### Given text
-=-=-=-=-
Do you remember how Thornton Lofthouse coped with the performance falling apart?

Well of course I was some distance away, up at the organ, and I was not aware of the exchange between him and James Robertson. He was right in the thick of it, of course, down on the floor with the strings. I’m sure he would have felt embarrassed, and possibly a little annoyed. It shouldn’t have happened. The lady was a good singer, well trained and she had a very attractive vocal quality. But for some reason or other, that night she just got off the track and didn’t seem able to get herself back on again.

In the archive there’s a letter from Malcolm Rickard to a “Mr Schroeder” in April 1956 – before the harpsichord actually arrived, and he says “I think that if we can get the harpsichord which has been offered to us, it should be housed in the vocal studio, Waring Taylor Street. Unfortunately the acoustics in the main studio are bad.” Can you elucidate?

There were two studios at Waring Taylor Street, which was originally a gentleman’s club. And it was the first home of the National Orchestra – that was in the big studio. Acoustically, neither of them was very good, especially the small studio which was right on the corner of the building. So traffic noise was always a hazard. And acoustically it wasn’t anything like the quality of studios that we would expect today. But it’s quite true, the harpsichord was moved upstairs because I think maybe part of the orchestra still rehearsed there – I can’t remember exactly. But it stayed there for some time before it went round to the orchestral studio in Sydney Street. Malcolm Rickard, of course, was Controller of Programmes in those days. John Schroeder was the assistant Director-General, and Mr Rickard’s office was underneath that studio. So it’s quite clear that he would be very happy to have the harpsichord up in the studio above him.

And then there’s this move to Magnus Motors that’s mentioned, and I know some recording of the Goff was done there. Can you tell us a bit more about that?

Yes, I remember that studio. Magnus Motors was a motor company along in Wakefield Street, and while Broadcasting House was being built they obviously needed more studios, because television had I think by then become involved with taking over the Waring Taylor Street studios. So broadcasting at that time was housed in something like a dozen or more buildings all over the city. Studios were at a premium, so Magnus Motors had this rather large open space that was temporarily converted into a studio. Obviously it was not entirely suitable, again because of traffic noise, but it sufficed for some months. I remember being a Programme Officer looking after broadcasts of artists from there.

Gillian Weir was scheduled to give a recital on the Goff and I do remember the day of the recital she said to me “I’m afraid I cannot play it”. For whatever reason, she felt that tonally it was weak, mechanically it was not up to scratch, and I can remember the frantic rush to try to find a replacement instrument. My memory’s a bit dim on it except that I seem to recall ringing David Farquhar at the University and I think he came to the rescue. Certainly not with their large harpsichord in the music room, but I think he found another instrument that Gillian felt comfortable playing. So by then you can see already the Goff was slipping into decline.

That’s right. Well, even as early as 1962 there’s a report that says “this instrument has for some time been in rather poor playing condition and it’s possible that another harpsichord is required that is more suitable for orchestral use”.
-=-=-=-=-
### Exercise brief
Reproduce the interview passage starting at "And then there’s" and ending at "artists from there.", substituting "Magnus Garage" for "Magnus Motors" throughout. The lines after the interview aren't needed for any of this.

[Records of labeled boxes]
-=-=-=-=-
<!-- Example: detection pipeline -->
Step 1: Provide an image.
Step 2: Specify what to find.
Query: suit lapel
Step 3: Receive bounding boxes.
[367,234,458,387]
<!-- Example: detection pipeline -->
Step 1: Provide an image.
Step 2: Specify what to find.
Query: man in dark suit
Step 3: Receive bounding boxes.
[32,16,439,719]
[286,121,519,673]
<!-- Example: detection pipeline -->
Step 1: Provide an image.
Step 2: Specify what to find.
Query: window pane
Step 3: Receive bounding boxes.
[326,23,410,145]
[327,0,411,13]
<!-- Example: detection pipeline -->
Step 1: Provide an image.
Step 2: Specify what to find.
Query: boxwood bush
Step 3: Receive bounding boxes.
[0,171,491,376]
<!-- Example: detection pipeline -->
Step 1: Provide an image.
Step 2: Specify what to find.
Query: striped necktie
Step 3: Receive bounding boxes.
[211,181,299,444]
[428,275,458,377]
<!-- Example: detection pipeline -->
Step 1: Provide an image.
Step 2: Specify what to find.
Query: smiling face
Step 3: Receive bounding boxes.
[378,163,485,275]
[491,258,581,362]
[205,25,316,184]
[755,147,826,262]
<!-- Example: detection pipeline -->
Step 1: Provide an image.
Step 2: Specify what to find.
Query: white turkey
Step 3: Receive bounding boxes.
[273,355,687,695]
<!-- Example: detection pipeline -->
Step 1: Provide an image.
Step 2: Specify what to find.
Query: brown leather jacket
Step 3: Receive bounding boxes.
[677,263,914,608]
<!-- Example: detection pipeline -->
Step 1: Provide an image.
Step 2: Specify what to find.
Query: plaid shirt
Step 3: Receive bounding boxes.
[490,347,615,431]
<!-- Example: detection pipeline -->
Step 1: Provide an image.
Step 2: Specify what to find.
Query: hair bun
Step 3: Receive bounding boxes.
-=-=-=-=-
### Finished answer
And then there’s this move to Magnus Garage that’s mentioned, and I know some recording of the Goff was done there. Can you tell us a bit more about that?

Yes, I remember that studio. Magnus Garage was a motor company along in Wakefield Street, and while Broadcasting House was being built they obviously needed more studios, because television had I think by then become involved with taking over the Waring Taylor Street studios. So broadcasting at that time was housed in something like a dozen or more buildings all over the city. Studios were at a premium, so Magnus Garage had this rather large open space that was temporarily converted into a studio. Obviously it was not entirely suitable, again because of traffic noise, but it sufficed for some months. I remember being a Programme Officer looking after broadcasts of artists from there.